:: Aufgabenstellung ::
Gib alles vom Anfang der Zeilen bis einschließlich der Zeile mit „111], [222, 112]]“ noch einmal wieder, die Anweisungen darin eingeschlossen. Addiere dabei −33 zu jeder Koordinate in den Ergebnissen, aber nicht zu den Zahlen in den Anweisungen oder in der Beispielausgabe.

Zeilen aus einem Segmentierungsdatensatz

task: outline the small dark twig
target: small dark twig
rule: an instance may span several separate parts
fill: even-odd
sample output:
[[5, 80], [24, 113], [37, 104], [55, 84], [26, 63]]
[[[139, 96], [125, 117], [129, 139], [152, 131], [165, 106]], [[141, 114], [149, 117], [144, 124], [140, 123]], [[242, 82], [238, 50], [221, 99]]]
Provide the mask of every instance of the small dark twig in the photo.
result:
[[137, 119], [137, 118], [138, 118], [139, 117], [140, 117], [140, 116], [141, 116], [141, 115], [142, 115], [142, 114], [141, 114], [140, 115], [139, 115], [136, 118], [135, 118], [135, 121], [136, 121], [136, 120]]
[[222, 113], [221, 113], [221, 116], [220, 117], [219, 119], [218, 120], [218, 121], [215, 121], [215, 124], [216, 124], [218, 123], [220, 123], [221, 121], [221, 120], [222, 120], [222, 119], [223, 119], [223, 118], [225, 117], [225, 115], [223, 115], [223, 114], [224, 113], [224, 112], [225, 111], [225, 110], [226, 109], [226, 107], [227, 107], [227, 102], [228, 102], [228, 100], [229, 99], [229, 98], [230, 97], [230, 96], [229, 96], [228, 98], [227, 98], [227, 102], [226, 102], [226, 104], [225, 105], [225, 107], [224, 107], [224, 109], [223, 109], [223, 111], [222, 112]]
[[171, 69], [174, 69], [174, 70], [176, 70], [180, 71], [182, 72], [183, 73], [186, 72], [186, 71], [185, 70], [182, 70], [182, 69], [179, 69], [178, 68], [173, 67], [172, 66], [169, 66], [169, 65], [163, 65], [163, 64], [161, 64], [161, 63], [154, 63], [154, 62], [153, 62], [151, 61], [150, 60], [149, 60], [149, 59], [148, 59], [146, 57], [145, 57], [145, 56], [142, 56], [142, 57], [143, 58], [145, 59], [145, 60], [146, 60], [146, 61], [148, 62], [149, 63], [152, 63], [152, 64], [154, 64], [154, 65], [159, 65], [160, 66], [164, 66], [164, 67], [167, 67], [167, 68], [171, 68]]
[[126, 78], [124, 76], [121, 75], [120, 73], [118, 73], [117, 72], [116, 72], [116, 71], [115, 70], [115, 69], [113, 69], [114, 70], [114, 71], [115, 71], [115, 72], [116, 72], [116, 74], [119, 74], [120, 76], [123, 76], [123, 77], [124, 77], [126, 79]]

:: Antwort zur Aufgabe ::
task: outline the small dark twig
target: small dark twig
rule: an instance may span several separate parts
fill: even-odd
sample output:
[[5, 80], [24, 113], [37, 104], [55, 84], [26, 63]]
[[[139, 96], [125, 117], [129, 139], [152, 131], [165, 106]], [[141, 114], [149, 117], [144, 124], [140, 123]], [[242, 82], [238, 50], [221, 99]]]
Provide the mask of every instance of the small dark twig in the photo.
result:
[[104, 86], [104, 85], [105, 85], [106, 84], [107, 84], [107, 83], [108, 83], [108, 82], [109, 82], [109, 81], [108, 81], [107, 82], [106, 82], [103, 85], [102, 85], [102, 88], [103, 88], [103, 87]]
[[189, 80], [188, 80], [188, 83], [187, 84], [186, 86], [185, 87], [185, 88], [182, 88], [182, 91], [183, 91], [185, 90], [187, 90], [188, 88], [188, 87], [189, 87], [189, 86], [190, 86], [190, 85], [192, 84], [192, 82], [190, 82], [190, 81], [191, 80], [191, 79], [192, 78], [192, 77], [193, 76], [193, 74], [194, 74], [194, 69], [195, 69], [195, 67], [196, 66], [196, 65], [197, 64], [197, 63], [196, 63], [195, 65], [194, 65], [194, 69], [193, 69], [193, 71], [192, 72], [192, 74], [191, 74], [191, 76], [190, 76], [190, 78], [189, 79]]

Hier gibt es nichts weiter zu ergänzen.